**YOUR INSTRUCTIONS:** What follows is a set of entries. Repeat them exactly, but not their pictures.
▼▼▼
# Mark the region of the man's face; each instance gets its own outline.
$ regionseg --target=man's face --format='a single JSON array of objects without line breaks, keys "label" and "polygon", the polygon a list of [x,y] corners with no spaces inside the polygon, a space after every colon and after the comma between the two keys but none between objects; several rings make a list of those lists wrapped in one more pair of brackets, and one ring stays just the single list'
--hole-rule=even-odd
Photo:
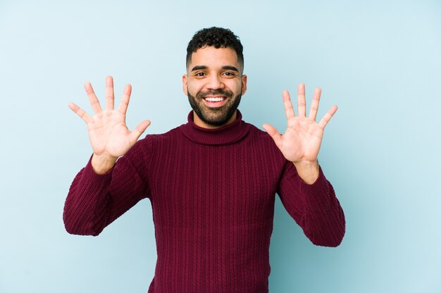
[{"label": "man's face", "polygon": [[231,48],[206,46],[193,53],[182,84],[197,125],[213,128],[235,120],[240,98],[247,91],[242,70]]}]

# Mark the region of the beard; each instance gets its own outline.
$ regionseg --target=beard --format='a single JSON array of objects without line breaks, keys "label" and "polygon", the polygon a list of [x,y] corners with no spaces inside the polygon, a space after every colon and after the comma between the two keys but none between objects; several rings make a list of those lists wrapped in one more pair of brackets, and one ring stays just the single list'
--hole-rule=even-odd
[{"label": "beard", "polygon": [[[198,117],[205,123],[212,126],[223,126],[231,118],[236,112],[240,103],[242,92],[236,96],[231,91],[216,89],[199,92],[196,96],[188,92],[188,101]],[[204,104],[204,97],[212,95],[222,95],[227,97],[227,102],[220,107],[207,107]]]}]

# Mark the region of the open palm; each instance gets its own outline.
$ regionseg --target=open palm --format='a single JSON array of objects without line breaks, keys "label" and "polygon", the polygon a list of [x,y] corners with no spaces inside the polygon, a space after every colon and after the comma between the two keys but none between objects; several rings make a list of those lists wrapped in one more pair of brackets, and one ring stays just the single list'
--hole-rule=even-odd
[{"label": "open palm", "polygon": [[125,113],[129,104],[132,87],[127,85],[117,110],[113,108],[113,80],[108,76],[106,79],[106,109],[102,110],[92,85],[86,82],[85,88],[95,115],[90,116],[73,103],[69,108],[87,124],[89,138],[94,154],[118,158],[125,154],[137,141],[150,125],[144,120],[135,130],[130,131],[125,125]]},{"label": "open palm", "polygon": [[284,91],[282,94],[287,118],[287,129],[283,135],[269,124],[263,125],[263,128],[273,137],[287,160],[293,163],[314,162],[317,160],[325,126],[337,111],[337,106],[333,106],[317,123],[316,117],[321,90],[316,89],[314,91],[308,117],[304,85],[299,84],[297,90],[297,116],[294,114],[289,92]]}]

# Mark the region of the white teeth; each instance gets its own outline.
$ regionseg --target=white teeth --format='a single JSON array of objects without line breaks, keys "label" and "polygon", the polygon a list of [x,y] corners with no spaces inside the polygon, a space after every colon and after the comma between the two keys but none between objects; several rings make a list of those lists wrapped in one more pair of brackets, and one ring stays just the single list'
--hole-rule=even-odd
[{"label": "white teeth", "polygon": [[212,97],[212,96],[209,96],[209,97],[205,98],[205,101],[223,101],[223,99],[224,99],[223,97]]}]

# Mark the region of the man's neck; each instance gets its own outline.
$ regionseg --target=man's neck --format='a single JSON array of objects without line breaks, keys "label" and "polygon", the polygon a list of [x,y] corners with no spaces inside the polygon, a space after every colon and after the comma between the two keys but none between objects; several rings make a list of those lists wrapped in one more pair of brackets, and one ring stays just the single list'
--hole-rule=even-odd
[{"label": "man's neck", "polygon": [[212,125],[211,124],[207,124],[205,122],[204,122],[202,120],[201,120],[201,118],[199,118],[199,116],[197,116],[196,112],[193,111],[193,122],[194,123],[194,125],[202,128],[207,128],[207,129],[220,128],[223,126],[228,125],[228,124],[232,123],[236,120],[237,118],[237,111],[235,111],[234,114],[232,114],[231,118],[225,123],[221,125]]}]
▲▲▲
**ANSWER TO THE PROBLEM:**
# Mark the region of the man's face; each instance gets its own outline.
$ regionseg --target=man's face --format='a single JSON array of objects without line breaks, keys "label" and "polygon", the polygon a list of [x,y] corners with no spaces inside the polygon, a space after every colon and after the comma between the two keys but none between objects; several rings make a list of those lists wrapped in one more pair of brackets, and one ring stays just the single list'
--hole-rule=even-odd
Photo:
[{"label": "man's face", "polygon": [[231,48],[206,46],[193,53],[182,84],[197,125],[213,128],[235,120],[240,98],[247,91],[242,70]]}]

# Mark the region of the beard; each instance gets its own outline.
$ regionseg --target=beard --format='a single JSON array of objects without line breaks, keys "label" and "polygon", the polygon a list of [x,y] corners with no spaces inside the polygon, a space after every colon and after the comma between the two keys but none between objects; several rings make a list of those lists wrapped in one more pair of brackets, and one ring stays just the single list'
--hole-rule=even-odd
[{"label": "beard", "polygon": [[[198,117],[205,123],[212,126],[223,126],[231,118],[236,112],[240,103],[242,92],[236,96],[231,91],[216,89],[199,92],[196,96],[188,92],[188,101]],[[204,104],[204,97],[212,95],[222,95],[227,97],[227,102],[220,107],[207,107]]]}]

# Mark the region of the open palm; each instance gets its own outline.
$ regionseg --target=open palm --format='a single JSON array of objects without line breaks, keys "label" and "polygon", the polygon a list of [x,y] corners with no spaces inside the polygon, a space after every colon and after the comma between the two keys but none between objects; several rings make a list of those lists wrapped in one more pair of brackets, and one ring stays just the single list'
--hole-rule=even-odd
[{"label": "open palm", "polygon": [[125,113],[129,104],[132,87],[127,85],[117,110],[113,108],[113,80],[108,76],[106,79],[106,109],[102,110],[92,85],[86,82],[85,88],[95,115],[90,116],[73,103],[69,108],[87,124],[89,138],[94,154],[118,158],[125,154],[137,141],[150,125],[144,120],[135,130],[130,131],[125,125]]},{"label": "open palm", "polygon": [[284,91],[282,94],[287,118],[287,129],[283,135],[269,124],[263,125],[263,128],[273,137],[287,160],[293,163],[314,162],[317,160],[325,126],[337,111],[337,106],[333,106],[317,123],[316,117],[321,90],[316,89],[314,91],[308,117],[304,85],[299,84],[297,90],[297,116],[294,114],[289,92]]}]

# Mark the region of the white teeth; each instance gets its own outline.
$ regionseg --target=white teeth --format='a single JSON array of objects without line breaks, keys "label" and "polygon", the polygon a list of [x,y] corners with no spaces inside the polygon, a space after every colon and after the comma between the two keys but none between objects; several rings make a list of those lists wrapped in one more pair of brackets, and one ring stays just the single list'
--hole-rule=even-odd
[{"label": "white teeth", "polygon": [[212,97],[212,96],[209,96],[209,97],[205,98],[205,101],[223,101],[223,99],[224,99],[223,97]]}]

# Mark the region of the man's neck; each instance gets its own outline.
$ regionseg --target=man's neck --format='a single JSON array of objects without line breaks, keys "label" and "polygon", the polygon a list of [x,y] corners with no spaces inside the polygon, a space after every colon and after the comma between the two keys but none between objects; several rings make a list of those lists wrapped in one more pair of brackets, and one ring stays just the single list'
--hole-rule=even-odd
[{"label": "man's neck", "polygon": [[212,125],[211,124],[207,124],[205,122],[204,122],[202,120],[201,120],[201,118],[199,118],[199,116],[197,116],[196,112],[193,111],[193,122],[194,123],[194,125],[202,128],[207,128],[207,129],[220,128],[223,126],[228,125],[228,124],[232,123],[236,120],[237,118],[237,111],[235,111],[234,114],[232,114],[231,118],[225,123],[221,125]]}]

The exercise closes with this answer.